──────── Selected passage ────────
Authority and Issuance
For the reasons set forth in the preamble, the CFPB amends 12 CFR
part 1090 as set forth below:
PART 1090--DEFINING LARGER PARTICIPANTS OF CERTAIN CONSUMER
FINANCIAL PRODUCT AND SERVICE MARKETS
0
1. The authority citation for part 1090 continues to read as follows:
Authority: 12 U.S.C. 5514(a)(1)(B); 12 U.S.C. 5514(a)(2); 12
U.S.C. 5514(b)(7)(A); and 12 U.S.C. 5512(b)(1).
0
2. Add Sec. 1090.109 to subpart B to read as follows:
Sec. 1090.109 General-use digital consumer payment applications
market.
(a)(1) Market definition. Providing a general-use digital consumer
payment application means providing a covered payment functionality
through a digital payment application for consumers' general use in
making consumer payment transaction(s) as defined in this subpart.
(2) Market-related definitions. As used in this section:
(i) Consumer payment transaction(s) means, except for transactions
excluded under paragraphs (a)(2)(i)(A) through (D) of this section, the
transfer of funds by or on behalf of a consumer who resides in a State
to another person primarily for personal, family, or household
purposes. The term applies to transfers of consumer funds and transfers
made by extending consumer credit, except for the following
transactions:
(A) An international money transfer as defined in Sec.
1090.107(a);
(B) A transfer of funds by a consumer:
(1) That is linked to the consumer's receipt of a different form of
funds, such as a transaction for foreign exchange as defined in 12
U.S.C. 5481(16); or
(2) That is excluded from the definition of ``electronic fund
transfer'' under Sec. 1005.3(c)(4) of this chapter;
(C) A payment transaction conducted by a person for the sale or
lease of goods or services that a consumer selected from that person or
its affiliated company's online or physical store or marketplace, or
for a donation to a fundraiser that a consumer selected from that
person or its affiliated company's platform; and
(D) An extension of consumer credit initiated through a digital
application that is provided by a person who is extending, brokering,
acquiring, or purchasing the credit or that person's affiliated
company.
(ii) Covered payment functionality means a funds transfer
functionality as defined in paragraph (a)(2)(ii)(A) of this section, a
wallet functionality as defined in paragraph (a)(2)(ii)(B) of this
section, or both.
(A) Funds transfer functionality means, in connection with a
consumer payment transaction:
(1) Receiving funds from a consumer for the purpose of transmitting
them; or
(2) Accepting from a consumer and transmitting payment
instructions.
(B) Payment wallet functionality means a product or service that:
(1) Stores for a consumer account or payment credentials, including
in encrypted or tokenized form; and
(2) Transmits, routes, or otherwise processes such stored account
or payment credentials to facilitate a consumer payment transaction.
──────── Material ────────
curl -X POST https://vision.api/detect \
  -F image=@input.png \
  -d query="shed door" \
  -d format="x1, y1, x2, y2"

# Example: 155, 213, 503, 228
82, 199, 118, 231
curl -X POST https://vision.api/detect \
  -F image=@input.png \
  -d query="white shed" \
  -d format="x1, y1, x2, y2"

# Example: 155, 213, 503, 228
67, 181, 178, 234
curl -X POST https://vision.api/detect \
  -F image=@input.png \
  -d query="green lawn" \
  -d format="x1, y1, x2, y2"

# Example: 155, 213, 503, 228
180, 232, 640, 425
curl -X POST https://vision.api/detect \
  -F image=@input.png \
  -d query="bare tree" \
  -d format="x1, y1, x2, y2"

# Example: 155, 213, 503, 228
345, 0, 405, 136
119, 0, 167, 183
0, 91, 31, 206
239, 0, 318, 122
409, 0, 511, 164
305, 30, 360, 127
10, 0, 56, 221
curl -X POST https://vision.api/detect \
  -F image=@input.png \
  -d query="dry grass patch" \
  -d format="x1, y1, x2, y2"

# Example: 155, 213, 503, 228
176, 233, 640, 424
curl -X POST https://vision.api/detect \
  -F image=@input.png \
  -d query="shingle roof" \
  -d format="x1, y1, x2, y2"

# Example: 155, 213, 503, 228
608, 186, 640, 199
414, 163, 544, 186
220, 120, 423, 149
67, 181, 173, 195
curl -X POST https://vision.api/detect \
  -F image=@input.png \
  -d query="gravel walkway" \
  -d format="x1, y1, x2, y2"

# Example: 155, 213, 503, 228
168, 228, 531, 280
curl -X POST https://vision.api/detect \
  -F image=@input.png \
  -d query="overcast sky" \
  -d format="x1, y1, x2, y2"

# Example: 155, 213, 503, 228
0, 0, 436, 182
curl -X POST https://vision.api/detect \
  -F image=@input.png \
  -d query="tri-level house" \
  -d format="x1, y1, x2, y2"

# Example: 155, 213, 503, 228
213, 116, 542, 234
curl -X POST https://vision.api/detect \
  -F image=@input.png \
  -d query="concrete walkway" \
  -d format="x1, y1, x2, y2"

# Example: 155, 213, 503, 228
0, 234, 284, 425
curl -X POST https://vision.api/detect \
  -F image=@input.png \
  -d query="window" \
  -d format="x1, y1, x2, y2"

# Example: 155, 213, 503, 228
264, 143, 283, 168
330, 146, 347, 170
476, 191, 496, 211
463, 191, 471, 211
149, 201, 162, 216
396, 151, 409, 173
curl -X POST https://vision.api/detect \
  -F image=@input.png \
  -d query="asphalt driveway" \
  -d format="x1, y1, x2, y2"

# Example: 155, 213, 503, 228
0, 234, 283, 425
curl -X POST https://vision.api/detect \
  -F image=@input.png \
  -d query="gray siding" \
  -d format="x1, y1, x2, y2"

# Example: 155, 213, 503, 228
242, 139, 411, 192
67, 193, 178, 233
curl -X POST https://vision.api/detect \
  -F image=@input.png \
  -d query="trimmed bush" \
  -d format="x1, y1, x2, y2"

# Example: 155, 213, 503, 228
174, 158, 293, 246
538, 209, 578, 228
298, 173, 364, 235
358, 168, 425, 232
────────
Work to do:
1 – List every statutory citation given in the Authority line of the rule text.
2 – Reproduce the rule text word for word from "(ii) Covered payment" to "instructions.".
3 – Write the next part of the rule text, picking up right after its final sentence.

Expected outputs:
1 –
12 U.S.C. 5514(a)(1)(B)
12 U.S.C. 5514(a)(2)
12 U.S.C. 5514(b)(7)(A)
12 U.S.C. 5512(b)(1)

2 –
(ii) Covered payment functionality means a funds transfer
functionality as defined in paragraph (a)(2)(ii)(A) of this section, a
wallet functionality as defined in paragraph (a)(2)(ii)(B) of this
section, or both.
(A) Funds transfer functionality means, in connection with a
consumer payment transaction:
(1) Receiving funds from a consumer for the purpose of transmitting
them; or
(2) Accepting from a consumer and transmitting payment
instructions.

3 –
(iii) Digital payment application, for purposes of this subpart,
means a software program a consumer may access through a personal
computing device, including but not limited to a mobile phone, smart
watch, tablet, laptop computer, or desktop computer. Examples of
digital payment applications covered by this definition include an
application a consumer downloads to a personal computing device, a
website a consumer accesses by using an internet browser on a personal
computing device, or a program the consumer activates from a personal
computing device using a personal identifier such as a passkey,
password, PIN, or consumer's biometric identifier, such as a
fingerprint, palmprint, face, eyes, or voice. Operating a web browser
is not an example of providing a digital payment application.
(iv) General use, for purposes of this subpart, means usable for a
consumer to transfer funds in a consumer payment transaction to
multiple, unaffiliated persons, subject to an exception for a payment
functionality provided through
[[Page 99654]]
a digital consumer payment application solely for the following:
(A) Using accounts described in Sec. 1005.2(b)(3)(ii)(A), (C) or
(D) of this chapter; or
(B) To pay a specific debt or type of debt including:
(1) Debts owed in connection with origination or repayment of an
extension of consumer credit; or
(2) Debts in default.
(v) State means any State, territory, or possession of the United
States; the District of Columbia; the Commonwealth of Puerto Rico; or
any political subdivision thereof.
(b) Test to define larger participants. A nonbank covered person is
a larger participant of the general-use digital consumer payment
applications market if the nonbank covered person met both of the
following criteria during the preceding calendar year:
(1) It provided annual covered consumer payment transaction volume
as defined in paragraph (b)(3) of this section of at least 50 million
consumer payment transactions; and
(2) It was not a ``small business concern'' as that term is defined
by section 3(a) of the Small Business Act, 15 U.S.C. 632(a) and
implemented by the Small Business Administration under 13 CFR part 121,
or any successor provisions.
(3) Annual covered consumer payment transaction volume means the
sum of the number of consumer payment transactions denominated in U.S.
dollars that the nonbank covered person and its affiliated companies
facilitated in the preceding calendar year by providing general-use
digital consumer payment applications.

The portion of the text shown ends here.